TASK GOAL = Please reproduce every item below word for word, without changing anything.

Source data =
● ● ● ●
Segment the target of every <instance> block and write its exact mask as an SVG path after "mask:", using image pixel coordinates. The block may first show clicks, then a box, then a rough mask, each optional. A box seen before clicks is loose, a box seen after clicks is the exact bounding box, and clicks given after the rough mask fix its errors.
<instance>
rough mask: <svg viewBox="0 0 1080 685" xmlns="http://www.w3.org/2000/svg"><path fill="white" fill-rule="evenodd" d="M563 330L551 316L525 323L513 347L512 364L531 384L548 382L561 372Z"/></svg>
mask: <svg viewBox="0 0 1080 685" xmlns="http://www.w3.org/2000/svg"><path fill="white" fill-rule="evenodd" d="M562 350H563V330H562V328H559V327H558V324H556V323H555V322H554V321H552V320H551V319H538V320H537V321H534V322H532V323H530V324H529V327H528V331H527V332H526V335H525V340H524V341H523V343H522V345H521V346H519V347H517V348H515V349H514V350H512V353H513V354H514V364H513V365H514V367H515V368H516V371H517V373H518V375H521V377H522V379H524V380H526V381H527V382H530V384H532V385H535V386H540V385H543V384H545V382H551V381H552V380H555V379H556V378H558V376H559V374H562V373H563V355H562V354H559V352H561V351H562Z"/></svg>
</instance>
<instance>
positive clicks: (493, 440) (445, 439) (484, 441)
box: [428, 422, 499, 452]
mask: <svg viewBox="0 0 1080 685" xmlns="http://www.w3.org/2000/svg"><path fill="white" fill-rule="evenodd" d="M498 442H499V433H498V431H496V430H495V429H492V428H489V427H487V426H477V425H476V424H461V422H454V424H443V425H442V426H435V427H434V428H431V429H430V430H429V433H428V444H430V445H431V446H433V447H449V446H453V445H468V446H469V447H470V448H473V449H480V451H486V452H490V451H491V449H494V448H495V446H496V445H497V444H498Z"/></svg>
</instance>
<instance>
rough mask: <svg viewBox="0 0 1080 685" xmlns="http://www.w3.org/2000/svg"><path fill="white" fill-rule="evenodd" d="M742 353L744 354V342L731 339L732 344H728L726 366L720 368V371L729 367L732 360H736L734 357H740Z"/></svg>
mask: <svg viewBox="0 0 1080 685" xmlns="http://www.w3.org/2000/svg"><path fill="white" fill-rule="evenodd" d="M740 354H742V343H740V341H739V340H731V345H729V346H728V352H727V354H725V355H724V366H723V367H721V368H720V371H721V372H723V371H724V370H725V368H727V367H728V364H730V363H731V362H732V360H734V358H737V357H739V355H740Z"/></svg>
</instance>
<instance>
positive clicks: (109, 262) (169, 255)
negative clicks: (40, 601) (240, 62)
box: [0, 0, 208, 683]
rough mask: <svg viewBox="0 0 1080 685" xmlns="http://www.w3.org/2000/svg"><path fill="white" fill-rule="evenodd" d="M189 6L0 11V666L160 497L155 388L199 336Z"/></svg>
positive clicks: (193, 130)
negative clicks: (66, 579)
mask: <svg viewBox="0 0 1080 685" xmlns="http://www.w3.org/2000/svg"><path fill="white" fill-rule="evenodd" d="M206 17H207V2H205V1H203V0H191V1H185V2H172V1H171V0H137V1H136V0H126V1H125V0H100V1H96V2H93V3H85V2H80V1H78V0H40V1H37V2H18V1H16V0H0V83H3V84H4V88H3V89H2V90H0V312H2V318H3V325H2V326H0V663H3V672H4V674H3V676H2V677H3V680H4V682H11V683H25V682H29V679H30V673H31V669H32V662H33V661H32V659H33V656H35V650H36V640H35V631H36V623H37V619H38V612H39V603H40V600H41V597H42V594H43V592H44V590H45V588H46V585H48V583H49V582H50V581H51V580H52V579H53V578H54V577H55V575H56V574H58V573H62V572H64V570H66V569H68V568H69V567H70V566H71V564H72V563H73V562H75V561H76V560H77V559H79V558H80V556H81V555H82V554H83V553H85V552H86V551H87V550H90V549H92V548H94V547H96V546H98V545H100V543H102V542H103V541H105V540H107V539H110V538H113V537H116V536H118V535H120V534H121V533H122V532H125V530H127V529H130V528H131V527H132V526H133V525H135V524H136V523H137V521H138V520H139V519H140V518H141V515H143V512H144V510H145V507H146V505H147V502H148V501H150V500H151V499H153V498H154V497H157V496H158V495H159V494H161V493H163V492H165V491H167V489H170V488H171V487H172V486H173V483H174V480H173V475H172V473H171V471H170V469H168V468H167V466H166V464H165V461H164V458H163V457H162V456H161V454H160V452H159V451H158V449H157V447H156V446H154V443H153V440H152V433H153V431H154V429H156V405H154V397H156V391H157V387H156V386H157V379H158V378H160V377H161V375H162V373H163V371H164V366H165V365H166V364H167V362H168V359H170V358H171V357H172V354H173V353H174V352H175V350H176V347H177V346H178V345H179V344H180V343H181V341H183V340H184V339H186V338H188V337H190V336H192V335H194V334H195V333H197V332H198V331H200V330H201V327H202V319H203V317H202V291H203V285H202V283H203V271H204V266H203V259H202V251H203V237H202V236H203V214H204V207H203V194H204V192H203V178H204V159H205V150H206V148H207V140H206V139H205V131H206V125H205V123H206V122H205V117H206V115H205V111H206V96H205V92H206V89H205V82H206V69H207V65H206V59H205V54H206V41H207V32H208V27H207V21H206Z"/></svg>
● ● ● ●
EXERCISE OUTPUT =
Segment the target of every <instance> block and write its exact mask as an SVG path after "mask:", using image pixel coordinates. The block may first show clicks, then a box, then a rough mask, each optional. A box seen before clicks is loose, a box seen after clicks is the exact bounding box, and clicks given after the rough mask fix its errors.
<instance>
rough mask: <svg viewBox="0 0 1080 685" xmlns="http://www.w3.org/2000/svg"><path fill="white" fill-rule="evenodd" d="M563 330L551 316L525 323L513 347L512 364L531 384L548 382L561 372Z"/></svg>
mask: <svg viewBox="0 0 1080 685" xmlns="http://www.w3.org/2000/svg"><path fill="white" fill-rule="evenodd" d="M562 350H563V330H562V328H559V327H558V324H556V323H555V322H554V321H552V320H551V319H538V320H537V321H534V322H532V323H530V324H529V327H528V331H527V332H526V335H525V340H524V341H523V343H522V345H521V346H519V347H517V348H515V349H514V350H512V353H513V354H514V364H513V365H514V367H515V368H516V371H517V373H518V375H521V377H522V379H524V380H526V381H527V382H530V384H532V385H535V386H540V385H543V384H545V382H551V381H552V380H555V379H556V378H558V376H559V374H562V373H563V355H562V354H559V352H561V351H562Z"/></svg>
</instance>
<instance>
positive clicks: (493, 440) (445, 439) (484, 441)
box: [428, 422, 499, 452]
mask: <svg viewBox="0 0 1080 685" xmlns="http://www.w3.org/2000/svg"><path fill="white" fill-rule="evenodd" d="M498 442H499V433H498V431H496V430H495V429H492V428H489V427H487V426H477V425H476V424H461V422H454V424H443V425H442V426H435V427H434V428H431V429H430V430H429V433H428V444H430V445H431V446H433V447H449V446H453V445H468V446H469V447H470V448H473V449H480V451H486V452H490V451H491V449H494V448H495V446H496V445H497V444H498Z"/></svg>
</instance>
<instance>
rough mask: <svg viewBox="0 0 1080 685" xmlns="http://www.w3.org/2000/svg"><path fill="white" fill-rule="evenodd" d="M742 353L744 354V342L731 339L732 344H728L726 366L720 368V371L729 367L732 360H736L734 357H740Z"/></svg>
mask: <svg viewBox="0 0 1080 685" xmlns="http://www.w3.org/2000/svg"><path fill="white" fill-rule="evenodd" d="M740 354H742V343H740V341H739V340H731V345H729V346H728V352H727V354H725V355H724V366H723V367H721V368H720V371H721V372H723V371H724V370H725V368H727V367H728V364H730V363H731V362H732V360H734V358H737V357H739V355H740Z"/></svg>
</instance>
<instance>
positive clicks: (109, 262) (169, 255)
negative clicks: (40, 601) (240, 62)
box: [0, 0, 208, 683]
rough mask: <svg viewBox="0 0 1080 685" xmlns="http://www.w3.org/2000/svg"><path fill="white" fill-rule="evenodd" d="M189 6L0 11V666L160 497L155 388L199 336Z"/></svg>
positive clicks: (193, 130)
negative clicks: (66, 579)
mask: <svg viewBox="0 0 1080 685" xmlns="http://www.w3.org/2000/svg"><path fill="white" fill-rule="evenodd" d="M206 17H207V2H205V1H203V0H191V1H185V2H172V1H171V0H137V1H136V0H126V1H125V0H100V1H96V2H93V3H85V2H80V1H78V0H40V1H37V2H18V1H16V0H0V83H3V84H4V88H3V89H2V90H0V312H2V318H3V325H2V326H0V663H3V672H4V674H3V676H2V677H3V680H4V682H11V683H25V682H29V679H30V673H31V669H32V662H33V661H32V659H33V656H35V650H36V640H35V631H36V623H37V619H38V612H39V603H40V600H41V597H42V594H43V592H44V590H45V588H46V585H48V583H49V582H50V581H51V580H52V579H53V578H54V577H55V575H56V574H58V573H62V572H64V570H66V569H68V568H69V567H70V566H71V564H72V563H73V562H75V561H76V560H77V559H79V558H80V556H81V555H82V554H83V553H85V552H86V551H87V550H90V549H92V548H94V547H96V546H98V545H100V543H102V542H103V541H105V540H107V539H110V538H113V537H116V536H118V535H120V534H121V533H122V532H125V530H127V529H130V528H131V527H132V526H133V525H135V524H136V523H137V521H138V520H139V519H140V518H141V515H143V512H144V510H145V507H146V505H147V502H148V501H150V500H151V499H153V498H154V497H157V496H158V495H159V494H161V493H163V492H165V491H167V489H170V488H171V487H172V486H173V483H174V480H173V475H172V473H171V471H170V469H168V468H167V466H166V464H165V461H164V458H163V457H162V456H161V454H160V452H159V451H158V449H157V447H156V446H154V443H153V440H152V433H153V431H154V429H156V405H154V397H156V391H157V387H156V386H157V379H158V378H160V377H161V375H162V373H163V371H164V366H165V365H166V364H167V362H168V359H170V358H171V357H172V354H173V353H174V352H175V350H176V347H177V346H178V345H179V344H180V343H181V341H183V340H184V339H186V338H188V337H190V336H192V335H194V334H195V333H197V332H198V331H200V330H201V327H202V319H203V317H202V291H203V285H202V283H203V271H204V266H203V259H202V251H203V237H202V236H203V214H204V207H203V194H204V192H203V178H204V159H205V150H206V148H207V140H206V139H205V131H206V125H205V123H206V122H205V117H206V115H205V111H206V96H205V92H206V89H205V82H206V69H207V65H206V59H205V54H206V41H207V32H208V27H207V21H206Z"/></svg>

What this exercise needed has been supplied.